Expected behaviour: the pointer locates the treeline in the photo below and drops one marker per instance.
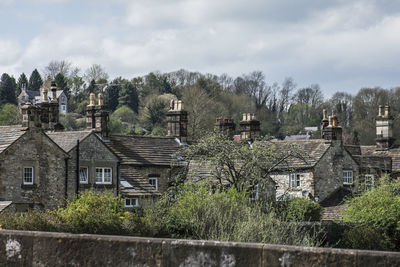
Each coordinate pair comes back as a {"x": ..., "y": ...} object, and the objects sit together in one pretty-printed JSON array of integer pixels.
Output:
[{"x": 138, "y": 104}]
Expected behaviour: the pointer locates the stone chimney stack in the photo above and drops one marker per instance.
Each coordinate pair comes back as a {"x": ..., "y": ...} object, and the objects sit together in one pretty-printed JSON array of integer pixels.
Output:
[
  {"x": 226, "y": 126},
  {"x": 45, "y": 110},
  {"x": 384, "y": 128},
  {"x": 177, "y": 120},
  {"x": 102, "y": 118},
  {"x": 331, "y": 132},
  {"x": 249, "y": 127},
  {"x": 30, "y": 116},
  {"x": 324, "y": 122},
  {"x": 90, "y": 113}
]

• [Problem to work on]:
Copy the listing character for character, pictures omitted.

• [Response]:
Expected behaviour: the pointer locates the treeline in the photo below and drops one marker per instance.
Each coordinate pair comes back as a {"x": ..., "y": ...} object, and the objects sit together in one pretty-printed JSON array of integer pixels.
Output:
[{"x": 138, "y": 104}]
Expected behaviour: the pointer locates the stone chimney stack in the photo above and drops one marker per instance.
Each coordinate pair comes back as a {"x": ..., "y": ...} object, and the objects sit together in one pretty-printed JSON array of integer pixels.
Output:
[
  {"x": 226, "y": 126},
  {"x": 45, "y": 110},
  {"x": 384, "y": 128},
  {"x": 177, "y": 120},
  {"x": 102, "y": 118},
  {"x": 331, "y": 132},
  {"x": 249, "y": 127},
  {"x": 30, "y": 116},
  {"x": 324, "y": 122},
  {"x": 90, "y": 113}
]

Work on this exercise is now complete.